(Source records)
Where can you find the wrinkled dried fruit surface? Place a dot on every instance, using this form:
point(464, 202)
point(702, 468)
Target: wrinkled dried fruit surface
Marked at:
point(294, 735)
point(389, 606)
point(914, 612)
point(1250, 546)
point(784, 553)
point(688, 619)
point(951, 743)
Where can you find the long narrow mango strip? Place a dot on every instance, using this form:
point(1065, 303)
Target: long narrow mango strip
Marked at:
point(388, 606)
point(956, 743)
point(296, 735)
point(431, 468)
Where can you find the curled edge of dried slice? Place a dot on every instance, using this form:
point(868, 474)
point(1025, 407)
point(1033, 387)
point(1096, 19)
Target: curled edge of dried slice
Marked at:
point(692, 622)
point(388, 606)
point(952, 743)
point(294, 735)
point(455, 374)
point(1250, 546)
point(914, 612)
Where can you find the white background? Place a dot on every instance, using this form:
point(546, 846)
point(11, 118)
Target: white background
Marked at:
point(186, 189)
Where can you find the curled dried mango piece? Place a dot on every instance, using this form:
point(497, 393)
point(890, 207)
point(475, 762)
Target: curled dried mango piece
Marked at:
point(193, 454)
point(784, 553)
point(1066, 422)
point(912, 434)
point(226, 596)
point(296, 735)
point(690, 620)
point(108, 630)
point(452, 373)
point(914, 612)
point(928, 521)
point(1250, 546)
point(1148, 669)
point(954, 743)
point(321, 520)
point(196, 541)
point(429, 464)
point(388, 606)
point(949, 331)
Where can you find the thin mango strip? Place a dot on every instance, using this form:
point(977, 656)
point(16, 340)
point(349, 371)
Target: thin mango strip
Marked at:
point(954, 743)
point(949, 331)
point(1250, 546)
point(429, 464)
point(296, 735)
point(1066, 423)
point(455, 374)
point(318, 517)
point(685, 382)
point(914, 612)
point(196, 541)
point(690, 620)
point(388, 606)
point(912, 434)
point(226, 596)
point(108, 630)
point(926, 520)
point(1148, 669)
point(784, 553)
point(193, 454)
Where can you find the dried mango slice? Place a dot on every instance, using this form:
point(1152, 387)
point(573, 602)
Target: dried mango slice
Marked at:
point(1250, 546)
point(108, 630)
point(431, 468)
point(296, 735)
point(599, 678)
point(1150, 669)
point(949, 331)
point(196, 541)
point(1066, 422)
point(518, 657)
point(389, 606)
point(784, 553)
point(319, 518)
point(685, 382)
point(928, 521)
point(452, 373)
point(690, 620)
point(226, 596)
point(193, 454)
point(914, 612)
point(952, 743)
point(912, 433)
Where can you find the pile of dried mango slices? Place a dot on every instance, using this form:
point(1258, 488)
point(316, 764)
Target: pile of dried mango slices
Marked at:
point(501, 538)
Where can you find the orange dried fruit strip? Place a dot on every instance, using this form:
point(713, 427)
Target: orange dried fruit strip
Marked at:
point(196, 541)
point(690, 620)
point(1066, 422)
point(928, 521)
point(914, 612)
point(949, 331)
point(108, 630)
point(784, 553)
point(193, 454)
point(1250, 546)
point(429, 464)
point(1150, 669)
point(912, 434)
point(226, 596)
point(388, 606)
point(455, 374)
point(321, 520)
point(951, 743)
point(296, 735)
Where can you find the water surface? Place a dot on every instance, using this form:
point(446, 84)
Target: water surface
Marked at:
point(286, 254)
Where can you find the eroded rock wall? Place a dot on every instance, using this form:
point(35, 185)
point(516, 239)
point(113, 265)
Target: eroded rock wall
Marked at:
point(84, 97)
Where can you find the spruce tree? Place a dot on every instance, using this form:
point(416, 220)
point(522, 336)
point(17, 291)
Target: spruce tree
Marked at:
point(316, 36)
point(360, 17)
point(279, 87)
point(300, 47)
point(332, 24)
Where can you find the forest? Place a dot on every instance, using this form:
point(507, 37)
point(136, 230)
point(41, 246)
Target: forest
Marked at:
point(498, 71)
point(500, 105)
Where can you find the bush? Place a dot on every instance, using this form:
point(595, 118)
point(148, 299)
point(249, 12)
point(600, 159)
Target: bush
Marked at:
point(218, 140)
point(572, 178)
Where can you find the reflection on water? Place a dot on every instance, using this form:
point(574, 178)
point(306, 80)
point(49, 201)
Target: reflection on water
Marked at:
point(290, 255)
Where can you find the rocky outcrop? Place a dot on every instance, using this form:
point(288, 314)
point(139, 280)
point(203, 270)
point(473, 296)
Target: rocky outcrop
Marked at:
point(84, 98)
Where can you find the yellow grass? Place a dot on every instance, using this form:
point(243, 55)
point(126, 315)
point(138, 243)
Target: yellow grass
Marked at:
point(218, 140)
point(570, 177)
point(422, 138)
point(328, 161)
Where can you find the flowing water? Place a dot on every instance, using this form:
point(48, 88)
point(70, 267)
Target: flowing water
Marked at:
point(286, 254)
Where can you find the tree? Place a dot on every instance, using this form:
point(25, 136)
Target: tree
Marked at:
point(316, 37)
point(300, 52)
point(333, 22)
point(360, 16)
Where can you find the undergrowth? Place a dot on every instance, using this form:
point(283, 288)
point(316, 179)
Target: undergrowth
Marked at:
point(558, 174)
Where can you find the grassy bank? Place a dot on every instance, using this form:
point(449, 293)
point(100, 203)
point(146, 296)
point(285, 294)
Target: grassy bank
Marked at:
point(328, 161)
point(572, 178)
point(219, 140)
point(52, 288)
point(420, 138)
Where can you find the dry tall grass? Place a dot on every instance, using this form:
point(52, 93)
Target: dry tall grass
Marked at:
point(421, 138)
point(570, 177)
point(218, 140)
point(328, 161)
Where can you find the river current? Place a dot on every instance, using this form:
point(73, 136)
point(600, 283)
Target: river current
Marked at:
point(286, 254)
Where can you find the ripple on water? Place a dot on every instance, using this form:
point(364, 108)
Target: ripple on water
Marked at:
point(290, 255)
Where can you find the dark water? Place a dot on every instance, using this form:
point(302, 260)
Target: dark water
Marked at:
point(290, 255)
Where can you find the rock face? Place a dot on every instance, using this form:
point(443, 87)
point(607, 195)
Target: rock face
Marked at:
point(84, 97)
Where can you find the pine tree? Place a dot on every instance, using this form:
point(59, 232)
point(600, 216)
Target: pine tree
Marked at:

» **Goal**: Edit all of the data above, changing every "Place a dot on every instance" to "Put a point on each instance" and leaving everything else as it is.

» **Right answer**:
Where can you find the wrinkled dried fruit surface? Put a point on each instance, using this form:
point(464, 202)
point(702, 468)
Target: wrinkled dried fruit surface
Marked at:
point(294, 735)
point(389, 606)
point(914, 612)
point(1250, 546)
point(784, 553)
point(688, 619)
point(951, 743)
Where can you find the long narrow mango strip? Put a point on each instance, using this form:
point(1065, 303)
Target: long narrow mango strip
Marked at:
point(388, 606)
point(956, 743)
point(296, 735)
point(431, 468)
Where can you find the curled edge of dried slice? Put a point on each instance, using this form:
point(868, 474)
point(1025, 407)
point(1033, 387)
point(1096, 19)
Target: curled edge of dried slice
Marked at:
point(692, 622)
point(388, 606)
point(952, 743)
point(294, 735)
point(455, 374)
point(1250, 546)
point(914, 612)
Where can you find the white background? Put a point on each instance, using this form:
point(546, 846)
point(11, 118)
Target: white background
Marked at:
point(186, 189)
Where can you find the curled dried mango piece? Put a point on each instance, using this form:
point(497, 393)
point(890, 207)
point(475, 762)
Target: curled dried mango piece
Marked at:
point(193, 454)
point(784, 553)
point(1066, 422)
point(912, 434)
point(226, 596)
point(296, 735)
point(690, 620)
point(108, 630)
point(452, 373)
point(914, 612)
point(928, 521)
point(1250, 546)
point(1148, 669)
point(954, 743)
point(321, 520)
point(196, 541)
point(429, 464)
point(388, 606)
point(949, 331)
Where can you find the thin mango strip? Put a point on each instance, using this form:
point(977, 656)
point(16, 340)
point(349, 371)
Target: thin mango strip
Marked at:
point(954, 743)
point(949, 331)
point(1250, 546)
point(429, 464)
point(296, 735)
point(1066, 423)
point(455, 374)
point(318, 517)
point(685, 382)
point(914, 612)
point(196, 541)
point(690, 620)
point(388, 606)
point(912, 434)
point(226, 596)
point(108, 630)
point(926, 520)
point(1148, 669)
point(784, 553)
point(193, 454)
Where can you find the dried mango slice? Put a point on each instance, using this form:
point(1152, 387)
point(573, 602)
Target: dried mango slice
Marked at:
point(1250, 546)
point(108, 630)
point(431, 468)
point(296, 735)
point(599, 678)
point(1150, 669)
point(949, 331)
point(196, 541)
point(1066, 422)
point(518, 657)
point(389, 606)
point(784, 553)
point(319, 518)
point(685, 382)
point(928, 521)
point(452, 373)
point(690, 620)
point(226, 596)
point(193, 454)
point(914, 612)
point(952, 743)
point(912, 433)
Where can you find the pile of dried mango slices? Put a point on each instance, using this form:
point(1258, 488)
point(316, 764)
Target: pile of dried mango slices
Marked at:
point(501, 538)
Where can you find the orange dried fruit strip? Put a point on each instance, using this form:
point(713, 427)
Target: orange dried fruit strip
Marked at:
point(196, 541)
point(690, 620)
point(1066, 422)
point(928, 521)
point(914, 612)
point(949, 331)
point(108, 630)
point(784, 553)
point(193, 454)
point(1250, 546)
point(429, 464)
point(1150, 669)
point(912, 434)
point(226, 596)
point(388, 606)
point(455, 374)
point(321, 520)
point(951, 743)
point(296, 735)
Where can you find the water surface? Put a point on each instance, using this form:
point(446, 84)
Target: water surface
Marked at:
point(286, 254)
Where can you find the eroded rock wall? Put a point on each instance, using this form:
point(35, 185)
point(516, 239)
point(113, 265)
Target: eroded rock wall
Marked at:
point(84, 97)
Where can you find the spruce tree? Put a point on each instance, using this form:
point(416, 220)
point(522, 336)
point(17, 291)
Target: spruce tree
Marked at:
point(316, 36)
point(360, 17)
point(279, 87)
point(300, 47)
point(332, 24)
Where can you find the forest? Put a point on each instance, using this form:
point(507, 37)
point(136, 230)
point(41, 246)
Target: forest
Marked at:
point(498, 71)
point(500, 105)
Where can you find the bush? Put a point on each instance, using this form:
point(595, 118)
point(148, 299)
point(249, 12)
point(600, 159)
Target: bush
Marked at:
point(218, 140)
point(572, 178)
Where can you find the reflection on water? Put a point on each instance, using this form:
point(574, 178)
point(306, 80)
point(49, 201)
Target: reflection on water
Marked at:
point(290, 255)
Where can you find the rocky outcrop? Put a point on each instance, using this form:
point(288, 314)
point(139, 280)
point(203, 270)
point(473, 296)
Target: rocky outcrop
Marked at:
point(84, 98)
Where can you find the yellow grass? Put a point on each instance, using this form:
point(243, 55)
point(126, 315)
point(138, 243)
Target: yellow grass
Marked at:
point(218, 140)
point(570, 177)
point(422, 138)
point(328, 161)
Where can you find the flowing water? Put a point on each instance, using this form:
point(48, 88)
point(70, 267)
Target: flowing water
Marked at:
point(286, 254)
Where can you find the tree? Put a point on each instance, using this form:
point(25, 136)
Target: tree
Marked at:
point(316, 37)
point(300, 52)
point(333, 22)
point(360, 16)
Where can you find the undergrowth? Put a point on each instance, using this form:
point(283, 288)
point(316, 179)
Target: undergrowth
Marked at:
point(558, 174)
Where can you find the grassy bank? Put a point on each instance, using this form:
point(449, 293)
point(100, 203)
point(146, 296)
point(285, 294)
Target: grassy bank
Marked at:
point(328, 161)
point(572, 178)
point(219, 140)
point(52, 288)
point(420, 138)
Where can you find the dry tall grass? Put a point on each instance, using this form:
point(52, 93)
Target: dry tall grass
Marked at:
point(421, 138)
point(570, 177)
point(218, 140)
point(328, 161)
Where can you find the river current? Put a point on each instance, using this form:
point(73, 136)
point(600, 283)
Target: river current
Marked at:
point(286, 254)
Where can you find the ripple on water? Put a point on each instance, using this form:
point(364, 108)
Target: ripple on water
Marked at:
point(290, 255)
Where can you find the dark water? Put a point on each instance, using this form:
point(302, 260)
Target: dark water
Marked at:
point(290, 255)
Where can you find the rock face? Put a point on each instance, using this form:
point(443, 87)
point(607, 195)
Target: rock face
Marked at:
point(84, 97)
Where can you find the pine tree? Put a point on each instance, using this form:
point(59, 232)
point(600, 216)
Target: pine tree
Marked at:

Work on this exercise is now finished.